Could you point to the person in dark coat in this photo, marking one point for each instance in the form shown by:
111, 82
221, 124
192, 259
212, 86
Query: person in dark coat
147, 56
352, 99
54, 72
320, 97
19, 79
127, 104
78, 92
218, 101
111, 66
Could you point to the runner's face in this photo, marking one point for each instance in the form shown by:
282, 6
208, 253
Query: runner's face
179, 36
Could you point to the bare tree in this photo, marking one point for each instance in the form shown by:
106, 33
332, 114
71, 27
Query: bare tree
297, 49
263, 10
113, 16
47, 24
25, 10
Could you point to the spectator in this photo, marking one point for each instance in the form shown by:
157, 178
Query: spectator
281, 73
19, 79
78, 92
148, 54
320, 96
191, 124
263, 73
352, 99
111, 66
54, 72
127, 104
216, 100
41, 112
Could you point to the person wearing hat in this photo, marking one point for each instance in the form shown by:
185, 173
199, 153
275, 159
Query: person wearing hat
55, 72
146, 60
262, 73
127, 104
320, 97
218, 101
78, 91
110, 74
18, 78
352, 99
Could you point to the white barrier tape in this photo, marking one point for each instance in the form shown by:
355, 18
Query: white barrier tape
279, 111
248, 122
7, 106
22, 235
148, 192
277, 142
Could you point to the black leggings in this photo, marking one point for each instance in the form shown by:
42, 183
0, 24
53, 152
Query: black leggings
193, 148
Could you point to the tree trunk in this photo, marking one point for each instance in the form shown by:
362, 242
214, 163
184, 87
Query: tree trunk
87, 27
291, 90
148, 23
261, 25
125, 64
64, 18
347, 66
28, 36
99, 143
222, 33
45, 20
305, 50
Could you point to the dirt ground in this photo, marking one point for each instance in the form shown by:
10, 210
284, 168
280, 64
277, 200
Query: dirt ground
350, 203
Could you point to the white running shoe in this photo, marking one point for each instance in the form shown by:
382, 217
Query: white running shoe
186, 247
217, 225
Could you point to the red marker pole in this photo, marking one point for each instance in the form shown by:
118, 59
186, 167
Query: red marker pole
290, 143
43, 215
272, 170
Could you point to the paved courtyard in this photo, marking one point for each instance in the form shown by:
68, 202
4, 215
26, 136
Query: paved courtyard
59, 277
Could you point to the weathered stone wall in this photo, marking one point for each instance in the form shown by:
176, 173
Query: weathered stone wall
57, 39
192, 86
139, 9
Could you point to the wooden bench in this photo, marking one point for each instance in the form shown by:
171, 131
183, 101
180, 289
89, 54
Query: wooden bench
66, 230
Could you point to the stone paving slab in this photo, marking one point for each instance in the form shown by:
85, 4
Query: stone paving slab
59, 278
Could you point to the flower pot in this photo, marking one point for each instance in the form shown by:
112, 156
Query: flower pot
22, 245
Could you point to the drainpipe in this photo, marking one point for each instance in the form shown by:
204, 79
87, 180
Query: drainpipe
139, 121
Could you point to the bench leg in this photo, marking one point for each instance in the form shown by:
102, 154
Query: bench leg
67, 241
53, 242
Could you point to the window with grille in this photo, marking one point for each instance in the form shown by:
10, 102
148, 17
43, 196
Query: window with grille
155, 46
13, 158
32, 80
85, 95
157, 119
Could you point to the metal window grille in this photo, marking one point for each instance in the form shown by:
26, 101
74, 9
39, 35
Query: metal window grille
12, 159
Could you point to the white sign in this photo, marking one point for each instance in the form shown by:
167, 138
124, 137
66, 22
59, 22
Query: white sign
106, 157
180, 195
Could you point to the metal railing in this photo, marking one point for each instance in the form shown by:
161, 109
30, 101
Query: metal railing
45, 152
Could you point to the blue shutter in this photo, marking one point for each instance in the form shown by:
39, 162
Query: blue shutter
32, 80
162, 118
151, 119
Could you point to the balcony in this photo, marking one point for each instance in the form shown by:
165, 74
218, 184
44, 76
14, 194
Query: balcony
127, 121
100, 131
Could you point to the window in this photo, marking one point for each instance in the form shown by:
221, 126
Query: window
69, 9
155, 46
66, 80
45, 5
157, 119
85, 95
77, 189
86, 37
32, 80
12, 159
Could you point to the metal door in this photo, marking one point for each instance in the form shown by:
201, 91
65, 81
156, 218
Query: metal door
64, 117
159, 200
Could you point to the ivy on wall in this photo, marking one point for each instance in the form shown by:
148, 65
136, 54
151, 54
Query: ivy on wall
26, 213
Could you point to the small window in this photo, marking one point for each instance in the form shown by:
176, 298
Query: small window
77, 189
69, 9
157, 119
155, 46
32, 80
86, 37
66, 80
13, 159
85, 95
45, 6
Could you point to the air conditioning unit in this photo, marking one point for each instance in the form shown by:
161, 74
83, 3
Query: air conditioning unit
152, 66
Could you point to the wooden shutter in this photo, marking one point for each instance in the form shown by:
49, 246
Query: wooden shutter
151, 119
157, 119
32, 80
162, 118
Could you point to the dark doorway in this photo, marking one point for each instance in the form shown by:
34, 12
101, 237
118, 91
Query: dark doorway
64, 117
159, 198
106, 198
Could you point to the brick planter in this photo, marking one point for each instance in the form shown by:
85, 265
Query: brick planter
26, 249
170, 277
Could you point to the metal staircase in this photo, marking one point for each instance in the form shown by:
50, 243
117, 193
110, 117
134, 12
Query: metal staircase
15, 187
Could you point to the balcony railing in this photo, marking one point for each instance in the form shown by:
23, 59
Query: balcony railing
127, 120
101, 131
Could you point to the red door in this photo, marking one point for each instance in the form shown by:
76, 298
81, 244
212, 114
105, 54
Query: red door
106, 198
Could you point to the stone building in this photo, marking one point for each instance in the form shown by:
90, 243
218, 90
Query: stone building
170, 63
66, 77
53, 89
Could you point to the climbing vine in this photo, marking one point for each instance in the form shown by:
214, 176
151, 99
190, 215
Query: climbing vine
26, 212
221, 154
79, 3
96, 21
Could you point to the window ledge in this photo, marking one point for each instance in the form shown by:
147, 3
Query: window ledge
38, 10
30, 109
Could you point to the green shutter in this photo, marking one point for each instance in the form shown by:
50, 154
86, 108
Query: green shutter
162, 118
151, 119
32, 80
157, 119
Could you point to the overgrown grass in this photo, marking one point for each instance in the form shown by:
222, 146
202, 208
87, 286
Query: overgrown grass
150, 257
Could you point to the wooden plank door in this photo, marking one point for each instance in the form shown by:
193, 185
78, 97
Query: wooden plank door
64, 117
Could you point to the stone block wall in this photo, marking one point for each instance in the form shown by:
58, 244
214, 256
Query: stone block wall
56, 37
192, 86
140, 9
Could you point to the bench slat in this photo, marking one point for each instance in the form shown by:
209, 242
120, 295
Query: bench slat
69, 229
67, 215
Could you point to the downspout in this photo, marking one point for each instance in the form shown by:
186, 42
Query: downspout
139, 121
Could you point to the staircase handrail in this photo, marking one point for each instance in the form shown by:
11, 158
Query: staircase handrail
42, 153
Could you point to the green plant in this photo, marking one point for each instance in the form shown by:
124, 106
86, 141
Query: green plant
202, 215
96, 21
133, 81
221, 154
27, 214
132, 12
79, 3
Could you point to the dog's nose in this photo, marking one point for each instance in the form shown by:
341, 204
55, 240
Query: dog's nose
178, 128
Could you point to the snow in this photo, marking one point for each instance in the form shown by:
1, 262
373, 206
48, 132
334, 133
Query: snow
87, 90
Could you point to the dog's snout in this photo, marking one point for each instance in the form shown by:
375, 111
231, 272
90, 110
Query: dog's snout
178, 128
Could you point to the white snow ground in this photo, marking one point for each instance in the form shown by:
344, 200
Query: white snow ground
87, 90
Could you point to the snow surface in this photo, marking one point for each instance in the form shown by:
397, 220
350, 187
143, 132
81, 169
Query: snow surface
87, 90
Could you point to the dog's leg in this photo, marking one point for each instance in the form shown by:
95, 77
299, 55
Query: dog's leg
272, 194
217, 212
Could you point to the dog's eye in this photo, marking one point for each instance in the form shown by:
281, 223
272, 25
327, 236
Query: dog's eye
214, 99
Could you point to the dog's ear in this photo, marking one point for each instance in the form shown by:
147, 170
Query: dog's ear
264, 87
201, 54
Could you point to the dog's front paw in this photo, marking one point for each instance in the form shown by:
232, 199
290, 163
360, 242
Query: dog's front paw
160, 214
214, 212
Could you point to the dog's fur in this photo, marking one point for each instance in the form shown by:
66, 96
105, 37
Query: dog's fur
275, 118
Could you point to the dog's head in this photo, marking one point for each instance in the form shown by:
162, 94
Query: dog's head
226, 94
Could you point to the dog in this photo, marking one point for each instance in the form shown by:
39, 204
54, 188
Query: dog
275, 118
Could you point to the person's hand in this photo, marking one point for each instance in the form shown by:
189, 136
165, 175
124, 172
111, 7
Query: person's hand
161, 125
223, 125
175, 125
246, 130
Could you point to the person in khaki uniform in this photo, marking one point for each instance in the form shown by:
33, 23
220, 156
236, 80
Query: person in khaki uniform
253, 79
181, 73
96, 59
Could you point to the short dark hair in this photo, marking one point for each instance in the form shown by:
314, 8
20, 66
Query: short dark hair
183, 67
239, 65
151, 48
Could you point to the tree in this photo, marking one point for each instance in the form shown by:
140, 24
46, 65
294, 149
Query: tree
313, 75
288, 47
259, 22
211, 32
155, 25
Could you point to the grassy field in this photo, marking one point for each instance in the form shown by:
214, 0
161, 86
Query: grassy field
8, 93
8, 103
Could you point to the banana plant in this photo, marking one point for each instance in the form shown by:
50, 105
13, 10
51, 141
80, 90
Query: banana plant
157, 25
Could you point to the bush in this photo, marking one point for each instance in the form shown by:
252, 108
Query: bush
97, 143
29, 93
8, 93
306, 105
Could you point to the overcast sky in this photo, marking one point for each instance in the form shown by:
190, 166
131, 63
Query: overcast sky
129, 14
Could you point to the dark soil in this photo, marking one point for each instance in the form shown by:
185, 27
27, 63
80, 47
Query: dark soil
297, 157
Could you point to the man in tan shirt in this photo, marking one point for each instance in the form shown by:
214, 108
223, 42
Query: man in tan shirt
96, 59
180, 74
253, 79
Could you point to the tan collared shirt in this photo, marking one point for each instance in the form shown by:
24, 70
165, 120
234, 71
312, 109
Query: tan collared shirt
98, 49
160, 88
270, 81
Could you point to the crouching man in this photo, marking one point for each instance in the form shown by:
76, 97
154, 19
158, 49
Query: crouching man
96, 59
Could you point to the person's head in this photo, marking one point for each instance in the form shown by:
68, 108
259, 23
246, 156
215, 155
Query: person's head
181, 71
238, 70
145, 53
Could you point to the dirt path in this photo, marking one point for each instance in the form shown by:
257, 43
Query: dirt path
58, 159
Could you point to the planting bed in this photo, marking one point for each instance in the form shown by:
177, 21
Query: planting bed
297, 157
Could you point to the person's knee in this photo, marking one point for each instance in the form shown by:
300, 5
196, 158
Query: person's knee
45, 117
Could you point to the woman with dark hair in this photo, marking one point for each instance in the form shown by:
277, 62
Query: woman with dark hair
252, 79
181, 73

## Activity:
Could you retype exactly the lines above from the one containing "Query: planting bed" through the last line of the records, both included, and nothing else?

## Task result:
Query: planting bed
297, 157
Could you point to the person's knee in this photo, marking one point for each instance in the form shown by:
300, 5
196, 158
Query: person's knee
45, 117
Could you point to the woman with dark hair in this photo, marking one point for each instance in the form shown by:
277, 62
Query: woman with dark hair
252, 79
181, 73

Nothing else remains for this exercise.